→ WHAT THE EXERCISE ASKS: Print the data exactly, leaving nothing out.

→ EXTRACTED ENTRIES:
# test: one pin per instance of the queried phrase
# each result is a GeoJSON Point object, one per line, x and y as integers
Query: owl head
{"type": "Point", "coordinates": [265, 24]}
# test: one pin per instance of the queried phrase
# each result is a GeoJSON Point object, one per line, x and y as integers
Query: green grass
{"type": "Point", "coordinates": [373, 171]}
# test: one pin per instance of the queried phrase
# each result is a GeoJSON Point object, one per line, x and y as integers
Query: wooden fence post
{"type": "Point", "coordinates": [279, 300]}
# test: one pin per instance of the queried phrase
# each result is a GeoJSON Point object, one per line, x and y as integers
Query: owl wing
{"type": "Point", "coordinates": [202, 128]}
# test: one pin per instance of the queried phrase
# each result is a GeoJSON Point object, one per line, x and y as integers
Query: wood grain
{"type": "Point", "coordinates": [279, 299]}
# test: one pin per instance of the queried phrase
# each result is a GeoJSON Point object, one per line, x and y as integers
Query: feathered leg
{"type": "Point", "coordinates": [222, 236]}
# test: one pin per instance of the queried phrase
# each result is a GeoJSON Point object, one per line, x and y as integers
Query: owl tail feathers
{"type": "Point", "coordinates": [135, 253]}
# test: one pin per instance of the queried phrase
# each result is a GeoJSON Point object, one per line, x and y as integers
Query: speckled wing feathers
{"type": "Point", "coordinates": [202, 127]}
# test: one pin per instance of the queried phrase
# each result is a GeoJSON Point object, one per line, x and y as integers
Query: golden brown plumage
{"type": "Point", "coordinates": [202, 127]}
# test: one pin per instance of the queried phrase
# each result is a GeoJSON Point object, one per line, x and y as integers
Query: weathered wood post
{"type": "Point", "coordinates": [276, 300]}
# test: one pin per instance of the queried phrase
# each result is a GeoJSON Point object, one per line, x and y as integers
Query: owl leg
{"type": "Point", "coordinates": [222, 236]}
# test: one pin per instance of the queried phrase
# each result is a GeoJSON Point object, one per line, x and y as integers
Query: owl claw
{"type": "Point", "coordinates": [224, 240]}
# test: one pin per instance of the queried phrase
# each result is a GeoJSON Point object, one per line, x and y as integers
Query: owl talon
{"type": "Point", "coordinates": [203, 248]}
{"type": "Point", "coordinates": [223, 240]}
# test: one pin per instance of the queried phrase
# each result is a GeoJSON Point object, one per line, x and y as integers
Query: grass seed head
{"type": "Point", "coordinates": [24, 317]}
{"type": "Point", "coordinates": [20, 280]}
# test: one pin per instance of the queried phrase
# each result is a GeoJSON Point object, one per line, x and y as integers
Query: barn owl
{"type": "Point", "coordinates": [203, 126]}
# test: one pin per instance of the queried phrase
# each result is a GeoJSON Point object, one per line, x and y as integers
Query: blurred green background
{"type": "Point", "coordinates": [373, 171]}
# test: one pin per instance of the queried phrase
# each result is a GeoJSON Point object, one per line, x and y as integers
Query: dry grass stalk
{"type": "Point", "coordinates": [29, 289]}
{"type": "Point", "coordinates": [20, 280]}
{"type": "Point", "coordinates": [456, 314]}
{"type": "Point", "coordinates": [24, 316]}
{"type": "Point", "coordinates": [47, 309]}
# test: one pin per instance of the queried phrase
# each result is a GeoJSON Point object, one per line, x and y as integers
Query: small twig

→ OUTPUT OF THE TASK:
# test: one pin per instance of the queried phrase
# each result is a GeoJSON Point object, one per line, x and y as integers
Query: owl head
{"type": "Point", "coordinates": [265, 24]}
# test: one pin per instance of the queried phrase
# each result is a GeoJSON Point object, one per line, x and y as integers
Query: green grass
{"type": "Point", "coordinates": [373, 171]}
# test: one pin per instance of the queried phrase
# each result is a GeoJSON Point object, one per line, x and y as integers
Query: wooden fence post
{"type": "Point", "coordinates": [279, 300]}
# test: one pin per instance of the queried phrase
# each result is a GeoJSON Point object, one per line, x and y as integers
Query: owl wing
{"type": "Point", "coordinates": [202, 128]}
# test: one pin per instance of the queried phrase
# each result is a GeoJSON Point object, one per line, x and y as integers
Query: wood grain
{"type": "Point", "coordinates": [279, 299]}
# test: one pin per instance of the queried phrase
# each result is a GeoJSON Point object, one per line, x and y as integers
Query: feathered leg
{"type": "Point", "coordinates": [222, 236]}
# test: one pin per instance of the queried phrase
# each result is a GeoJSON Point object, one per line, x and y as integers
Query: owl tail feathers
{"type": "Point", "coordinates": [135, 253]}
# test: one pin per instance of the queried phrase
# each result is a GeoJSON Point object, one per line, x and y as integers
Query: speckled wing feathers
{"type": "Point", "coordinates": [202, 127]}
# test: one pin per instance of the queried phrase
# each result is a GeoJSON Point object, one per line, x and y as integers
Query: golden brown plumage
{"type": "Point", "coordinates": [202, 127]}
# test: one pin per instance of the queried phrase
# each result is a GeoJSON Point object, one per line, x and y as integers
Query: weathered wood post
{"type": "Point", "coordinates": [276, 300]}
# test: one pin per instance of the queried phrase
# each result is a GeoJSON Point object, one per line, x and y as integers
Query: owl leg
{"type": "Point", "coordinates": [222, 236]}
# test: one pin per instance of the queried phrase
# each result is a GeoJSON Point object, one per line, x and y as integers
Query: owl claw
{"type": "Point", "coordinates": [224, 240]}
# test: one pin per instance of the queried phrase
# each result is a GeoJSON Point object, one per line, x and y as integers
Query: owl talon
{"type": "Point", "coordinates": [203, 248]}
{"type": "Point", "coordinates": [223, 240]}
# test: one pin per instance of the queried phrase
# each result is a GeoJSON Point object, one per line, x and y as integers
Query: grass seed head
{"type": "Point", "coordinates": [24, 317]}
{"type": "Point", "coordinates": [20, 280]}
# test: one pin per instance of the queried phrase
# each result is a GeoJSON Point object, one per line, x and y as integers
Query: barn owl
{"type": "Point", "coordinates": [203, 126]}
# test: one pin per instance of the queried phrase
# each result is a GeoJSON Point object, one per line, x and y as integers
Query: blurred green background
{"type": "Point", "coordinates": [373, 171]}
# test: one pin per instance of the queried phrase
# each result is a GeoJSON Point object, one per line, x and y as integers
Query: dry grass stalk
{"type": "Point", "coordinates": [29, 289]}
{"type": "Point", "coordinates": [20, 280]}
{"type": "Point", "coordinates": [456, 314]}
{"type": "Point", "coordinates": [24, 316]}
{"type": "Point", "coordinates": [47, 309]}
# test: one pin per instance of the queried phrase
# each result is a GeoJSON Point object, one per line, x and y as integers
Query: small twig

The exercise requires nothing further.